• **Extracted records**:
▼▼▼

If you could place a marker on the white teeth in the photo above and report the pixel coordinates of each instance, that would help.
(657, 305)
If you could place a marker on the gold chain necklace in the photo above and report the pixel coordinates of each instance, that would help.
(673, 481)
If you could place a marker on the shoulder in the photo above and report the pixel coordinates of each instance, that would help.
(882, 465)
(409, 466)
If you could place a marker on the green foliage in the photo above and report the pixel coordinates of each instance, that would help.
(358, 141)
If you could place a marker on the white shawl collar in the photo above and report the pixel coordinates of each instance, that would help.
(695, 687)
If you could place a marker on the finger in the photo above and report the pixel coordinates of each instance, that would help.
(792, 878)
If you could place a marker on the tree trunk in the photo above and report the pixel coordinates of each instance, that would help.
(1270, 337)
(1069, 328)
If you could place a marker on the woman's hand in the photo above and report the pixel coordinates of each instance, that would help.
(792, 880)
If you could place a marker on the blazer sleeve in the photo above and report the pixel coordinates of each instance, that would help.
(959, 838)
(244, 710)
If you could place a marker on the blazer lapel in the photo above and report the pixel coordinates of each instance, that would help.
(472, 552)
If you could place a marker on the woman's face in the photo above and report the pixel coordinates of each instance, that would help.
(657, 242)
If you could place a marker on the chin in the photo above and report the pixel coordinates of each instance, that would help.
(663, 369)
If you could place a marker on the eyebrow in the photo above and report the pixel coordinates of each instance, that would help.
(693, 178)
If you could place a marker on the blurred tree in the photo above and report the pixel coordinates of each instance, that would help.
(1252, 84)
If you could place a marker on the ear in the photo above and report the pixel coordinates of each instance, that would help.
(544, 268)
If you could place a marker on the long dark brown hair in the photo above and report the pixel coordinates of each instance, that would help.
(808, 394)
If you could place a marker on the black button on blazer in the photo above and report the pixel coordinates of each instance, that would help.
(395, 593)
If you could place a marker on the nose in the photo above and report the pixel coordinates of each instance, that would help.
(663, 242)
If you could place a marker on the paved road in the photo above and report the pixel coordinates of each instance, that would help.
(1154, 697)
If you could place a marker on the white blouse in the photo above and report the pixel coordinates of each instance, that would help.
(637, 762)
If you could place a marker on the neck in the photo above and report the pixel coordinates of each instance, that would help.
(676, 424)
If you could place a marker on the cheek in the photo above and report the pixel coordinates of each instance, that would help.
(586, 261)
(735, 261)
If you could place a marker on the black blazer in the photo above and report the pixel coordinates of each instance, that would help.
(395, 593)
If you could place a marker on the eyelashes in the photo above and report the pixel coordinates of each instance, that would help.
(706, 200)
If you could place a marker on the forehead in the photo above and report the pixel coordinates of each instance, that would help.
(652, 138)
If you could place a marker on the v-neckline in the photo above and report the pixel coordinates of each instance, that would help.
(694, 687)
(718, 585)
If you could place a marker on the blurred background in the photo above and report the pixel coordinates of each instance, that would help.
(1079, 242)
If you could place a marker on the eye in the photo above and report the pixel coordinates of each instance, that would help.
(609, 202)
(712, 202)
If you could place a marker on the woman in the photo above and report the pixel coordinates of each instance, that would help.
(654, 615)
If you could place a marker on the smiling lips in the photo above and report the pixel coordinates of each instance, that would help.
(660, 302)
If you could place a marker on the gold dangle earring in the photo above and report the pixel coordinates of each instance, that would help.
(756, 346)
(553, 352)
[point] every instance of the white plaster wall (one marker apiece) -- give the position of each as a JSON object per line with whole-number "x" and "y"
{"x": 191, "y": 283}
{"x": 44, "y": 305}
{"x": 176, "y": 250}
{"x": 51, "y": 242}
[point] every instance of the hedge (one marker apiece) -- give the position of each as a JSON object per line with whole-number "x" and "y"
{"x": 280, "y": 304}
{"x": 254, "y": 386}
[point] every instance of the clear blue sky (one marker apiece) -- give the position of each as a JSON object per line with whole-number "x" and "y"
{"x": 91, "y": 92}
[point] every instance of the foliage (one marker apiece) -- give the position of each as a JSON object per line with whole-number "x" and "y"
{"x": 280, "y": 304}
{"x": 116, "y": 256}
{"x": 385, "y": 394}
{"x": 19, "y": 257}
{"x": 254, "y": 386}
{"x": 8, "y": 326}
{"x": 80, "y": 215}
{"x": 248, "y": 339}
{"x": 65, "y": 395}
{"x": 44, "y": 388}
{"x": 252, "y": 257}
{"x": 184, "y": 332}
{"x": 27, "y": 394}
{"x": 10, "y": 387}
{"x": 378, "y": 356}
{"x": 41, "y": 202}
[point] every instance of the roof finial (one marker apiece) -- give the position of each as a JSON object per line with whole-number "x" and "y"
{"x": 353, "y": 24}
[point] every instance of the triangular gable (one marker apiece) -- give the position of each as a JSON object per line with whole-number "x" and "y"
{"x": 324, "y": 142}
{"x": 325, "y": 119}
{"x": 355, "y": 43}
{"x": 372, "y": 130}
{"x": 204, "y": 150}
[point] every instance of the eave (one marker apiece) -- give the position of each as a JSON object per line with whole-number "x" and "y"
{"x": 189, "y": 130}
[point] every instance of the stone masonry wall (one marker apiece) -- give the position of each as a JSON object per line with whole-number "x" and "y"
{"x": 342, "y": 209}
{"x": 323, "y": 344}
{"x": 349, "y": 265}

▲▲▲

• **WORK REQUIRED**: Once you have read the records above, write them all out exactly.

• **COMPLETED TASK**:
If you could place a marker on the white teeth in the photo above and report the pixel coordinates of each instance, that would help.
(657, 305)
If you could place a marker on the gold chain necklace in the photo above and report the pixel coordinates of each instance, that would help.
(673, 481)
If you could place a marker on the shoulder in the photo above and report the pixel coordinates of each instance, that would help.
(882, 465)
(409, 466)
If you could place a marker on the green foliage in the photo above and report the pixel coordinates of each instance, that would help.
(358, 141)
If you could place a marker on the white shawl collar in the photo above and report the pixel coordinates of each instance, that would help.
(695, 687)
If you could place a marker on the finger in the photo above and report the pixel coordinates of each instance, that would help.
(792, 878)
If you could place a marker on the tree trunk in the photo above and report the pixel coordinates of each instance, that would help.
(1270, 337)
(1069, 328)
If you could place a marker on the woman's hand in the photo above and report the pixel coordinates of each instance, that would help.
(792, 880)
If you could place a marker on the blazer sleeve in the photo above and report the pixel coordinates of each instance, that would help.
(959, 838)
(244, 710)
If you could place a marker on the blazer lapel in the photo above and report the pixel coordinates of each instance, that would help.
(472, 552)
If you could place a marker on the woman's face in the photo above and report the pixel coordinates of each instance, that would help.
(657, 242)
If you could place a marker on the chin in the photo above and report the pixel coordinates of each instance, that would help.
(663, 369)
If you could place a marker on the eyebrow in the photo above and report the pixel coordinates of each instance, that would help.
(693, 178)
If you could place a marker on the blurred tree in the photo above and report the pixel coordinates of each instance, that would help.
(1252, 84)
If you could place a marker on the ear in the photo above and report the pixel coordinates of each instance, that would help.
(544, 268)
If you could place a marker on the long dark brown hair in the photo above and report the pixel coordinates of each instance, that would help.
(808, 394)
If you could place a marker on the black button on blazer in the photo above and report the pixel coordinates of each instance, that would help.
(395, 593)
If you could place a marker on the nose in the photo above and report the pixel coordinates of each instance, that would help.
(663, 242)
If you could place a marker on the paved road in the photo above and report the pixel coordinates of each instance, that would help.
(1154, 697)
If you could place a marker on the white blouse in the photo above and report the pixel coordinates of each instance, that would help.
(637, 762)
If you could place a marker on the neck in the photo above and report the pixel coordinates of each instance, that would help.
(676, 424)
If you could place a marker on the cheek in the photo above and report the pixel coordinates of each instance, that would help.
(586, 261)
(735, 261)
If you could place a marker on the black blazer in the photo above and report the pixel coordinates of each instance, that would help.
(395, 593)
If you could place a marker on the eyelashes in the photo above and report the pixel coordinates of each instance, that would help.
(706, 200)
If you could place a marker on the forehead in the photo above and report the pixel coordinates of each instance, that would help.
(652, 138)
If you could place a marker on the v-neckline in the photo above and report the pixel coordinates of each instance, that would help.
(694, 687)
(718, 585)
If you could place a marker on the blurred background in the photo above and report the pixel coordinates of each instance, that would help.
(1079, 242)
If you could place a marker on the eye in the photo above and report the pixel coordinates of each instance, that would help.
(609, 202)
(712, 202)
If you could place a marker on the woman in the photo above and report the pixel coordinates of each instance, that would help.
(654, 615)
If you could place a marker on the smiling lips in the photo above and report the pixel coordinates of each instance, that would help.
(660, 302)
If you could place a marker on the gold dangle earring in the photo above and report the pixel coordinates of each instance, that would help.
(756, 346)
(553, 352)
[point] every instance of the white plaster wall (one marker apiece) -- give the position of each as a JSON object per line with whole-number "x" and "y"
{"x": 191, "y": 283}
{"x": 44, "y": 305}
{"x": 176, "y": 250}
{"x": 51, "y": 242}
[point] every instance of the hedge (one marker apiece) -- give the position of each as a JSON object per line with whole-number "x" and "y"
{"x": 280, "y": 304}
{"x": 254, "y": 386}
[point] every instance of the clear blue sky (one marker apiece) -- give the position of each as a JSON object per line with whole-number "x" and "y"
{"x": 91, "y": 92}
[point] every instance of the foliage (one marker apiece) -- give the position of each as a JSON object per line with whole-number "x" and "y"
{"x": 280, "y": 304}
{"x": 116, "y": 256}
{"x": 385, "y": 394}
{"x": 19, "y": 257}
{"x": 254, "y": 386}
{"x": 8, "y": 326}
{"x": 80, "y": 215}
{"x": 248, "y": 339}
{"x": 65, "y": 395}
{"x": 44, "y": 388}
{"x": 252, "y": 257}
{"x": 184, "y": 332}
{"x": 27, "y": 394}
{"x": 10, "y": 387}
{"x": 378, "y": 356}
{"x": 41, "y": 202}
[point] every instance of the roof finial (one marker apiece) -- give the position of each as a JSON object per line with whole-number "x" and "y"
{"x": 353, "y": 24}
[point] every instance of the triangular gable (one marker apiece) -- give the position of each as a JSON object per line with whole-number "x" and "y"
{"x": 324, "y": 142}
{"x": 325, "y": 119}
{"x": 355, "y": 43}
{"x": 372, "y": 130}
{"x": 204, "y": 150}
[point] every instance of the eave (one marker apiece) -- give the position of each as a JSON object per line with whole-number "x" and "y"
{"x": 189, "y": 130}
[point] every instance of the stone masonry wall (one marker apiece) -- give the position of each as a JSON object per line with whole-number "x" and "y"
{"x": 342, "y": 209}
{"x": 323, "y": 344}
{"x": 349, "y": 265}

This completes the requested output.